* [The exercise]:
Reproduce every line of the records below verbatim, keeping the original order.

* [Data extract]:
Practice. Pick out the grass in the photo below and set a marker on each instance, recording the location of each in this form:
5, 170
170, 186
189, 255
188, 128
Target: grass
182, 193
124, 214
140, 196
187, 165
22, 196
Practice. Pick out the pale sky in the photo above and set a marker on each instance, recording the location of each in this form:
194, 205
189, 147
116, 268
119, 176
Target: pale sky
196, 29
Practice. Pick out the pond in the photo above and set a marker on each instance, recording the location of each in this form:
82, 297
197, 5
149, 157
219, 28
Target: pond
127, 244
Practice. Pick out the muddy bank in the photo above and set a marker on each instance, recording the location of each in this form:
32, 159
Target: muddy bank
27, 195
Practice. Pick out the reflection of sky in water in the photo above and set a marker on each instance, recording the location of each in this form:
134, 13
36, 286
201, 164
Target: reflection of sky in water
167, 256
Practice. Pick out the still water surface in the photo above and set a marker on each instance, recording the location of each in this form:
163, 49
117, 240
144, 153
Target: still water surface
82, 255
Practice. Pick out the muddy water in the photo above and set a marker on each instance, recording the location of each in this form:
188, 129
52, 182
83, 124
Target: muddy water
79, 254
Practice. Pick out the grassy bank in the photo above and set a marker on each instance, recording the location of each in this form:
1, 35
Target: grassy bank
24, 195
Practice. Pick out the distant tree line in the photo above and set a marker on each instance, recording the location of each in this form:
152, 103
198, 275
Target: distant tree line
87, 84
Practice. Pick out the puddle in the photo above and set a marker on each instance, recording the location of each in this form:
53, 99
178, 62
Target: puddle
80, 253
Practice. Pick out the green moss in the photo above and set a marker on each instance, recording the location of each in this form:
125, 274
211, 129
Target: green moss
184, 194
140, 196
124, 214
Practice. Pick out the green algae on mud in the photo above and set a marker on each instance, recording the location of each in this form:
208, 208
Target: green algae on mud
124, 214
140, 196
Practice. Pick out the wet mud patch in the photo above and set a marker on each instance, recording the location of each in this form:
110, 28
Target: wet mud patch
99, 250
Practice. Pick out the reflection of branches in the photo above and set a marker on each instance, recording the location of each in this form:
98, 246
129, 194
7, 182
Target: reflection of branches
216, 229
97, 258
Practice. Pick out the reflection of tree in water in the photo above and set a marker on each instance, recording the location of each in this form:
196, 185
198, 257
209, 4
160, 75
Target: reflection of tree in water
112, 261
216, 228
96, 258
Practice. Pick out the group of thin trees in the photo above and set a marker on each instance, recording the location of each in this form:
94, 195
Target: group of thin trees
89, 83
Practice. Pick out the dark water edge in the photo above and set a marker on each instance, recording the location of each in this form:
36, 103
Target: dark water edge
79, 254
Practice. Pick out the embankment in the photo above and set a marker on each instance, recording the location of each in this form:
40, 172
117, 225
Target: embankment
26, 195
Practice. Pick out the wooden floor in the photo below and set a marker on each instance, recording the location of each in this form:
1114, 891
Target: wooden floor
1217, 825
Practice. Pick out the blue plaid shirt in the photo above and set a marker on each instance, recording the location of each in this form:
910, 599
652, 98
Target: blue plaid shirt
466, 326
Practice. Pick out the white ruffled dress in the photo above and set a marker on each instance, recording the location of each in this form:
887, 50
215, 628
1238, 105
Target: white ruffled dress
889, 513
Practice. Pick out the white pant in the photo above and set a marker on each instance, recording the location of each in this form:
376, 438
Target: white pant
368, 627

* [Problem solution]:
Practice. Pick out the grass in the photo below and set a marker on each instance, recording the location of each in this form:
5, 170
170, 186
189, 255
188, 128
Target: grass
182, 193
124, 214
140, 196
187, 165
22, 196
Practice. Pick out the pale sky in the photo above and set a marker on each instance, recording the location of each in this form:
194, 205
189, 147
116, 268
119, 176
Target: pale sky
196, 29
Practice. Pick out the pond in the photo above and set a marker on each instance, recording the location of each in this form:
82, 297
197, 5
149, 157
219, 28
Target: pond
127, 244
Practice. Pick out the muddy bank in the photo above and set a marker on each instance, recording the location of each in this form:
32, 159
Target: muddy bank
27, 195
Practice. Pick out the reflection of sky in water in the photo above and set a marker on each instance, recording the location of each in this form:
134, 13
36, 286
201, 164
Target: reflection of sky in water
167, 256
Practice. Pick out the still water surface in the photo above and set a marker on each instance, recording the location of each in this form:
163, 49
117, 240
144, 153
Target: still water surface
82, 255
Practice. Pick out the muddy water in the photo above and set a marker on each instance, recording the location of each in this form:
188, 129
52, 182
83, 124
Target: muddy water
79, 254
Practice. Pick out the grassy bank in the photo above and set a marker on each instance, recording the location of each in this form:
1, 35
Target: grassy bank
24, 195
Practice. Pick out the distant tree line in the photo above and set a marker on each instance, recording the location of each in this form:
152, 103
198, 275
Target: distant tree line
87, 84
Practice. Pick out the puddle in the photo above and set a marker on each instance, recording the location of each in this form:
53, 99
178, 62
Target: puddle
80, 253
Practice. Pick out the green moss in the photo above and set a marker on each instance, recording the location of each in this form:
125, 274
211, 129
Target: green moss
184, 194
140, 196
124, 214
Practice. Pick out the green algae on mud in the photo above and set a marker on each instance, recording the location of each in this form:
208, 208
Target: green algae on mud
124, 214
140, 196
Practice. Pick out the wet mud patch in the photo above and set a marker on each instance, recording the location of each in this form:
110, 28
Target: wet mud patch
99, 250
Practice. Pick out the reflection of branches in the photo above and set a marker on each instance, recording the location of each in this form:
98, 246
129, 194
7, 182
Target: reflection of branches
216, 229
97, 258
Practice. Pick out the reflection of tree in water in the photo above and set a marker on each instance, recording the location of each in this form:
196, 185
198, 257
209, 4
160, 75
Target: reflection of tree in water
112, 261
216, 228
96, 258
Practice. Pick out the group of thin trees in the photo above and set a marker on each instance, recording the location of each in this form:
94, 195
Target: group of thin trees
89, 83
Practice. Pick out the dark water edge in the photo above and set a marker on each instance, recording the location of each in this form:
36, 103
Target: dark water edge
79, 254
Practice. Pick out the embankment in the photo above and set a marker on each instance, recording the location of each in this form:
40, 172
117, 225
Target: embankment
26, 195
Practice. Pick out the wooden floor in the photo below and set a marker on each instance, recording the location of each in this form:
1114, 891
Target: wooden floor
1217, 825
Practice. Pick out the blue plaid shirt in the photo above and set a marker on each instance, recording the location of each in this form:
910, 599
652, 98
Target: blue plaid shirt
466, 326
Practice. Pick out the white ruffled dress in the photo above and set a marker on each instance, recording the location of each in this form:
887, 50
215, 628
1238, 105
Target: white ruffled dress
889, 513
Practice. Pick out the white pant in the photo above and set a marker on each instance, recording the location of each in this form:
376, 438
Target: white pant
368, 627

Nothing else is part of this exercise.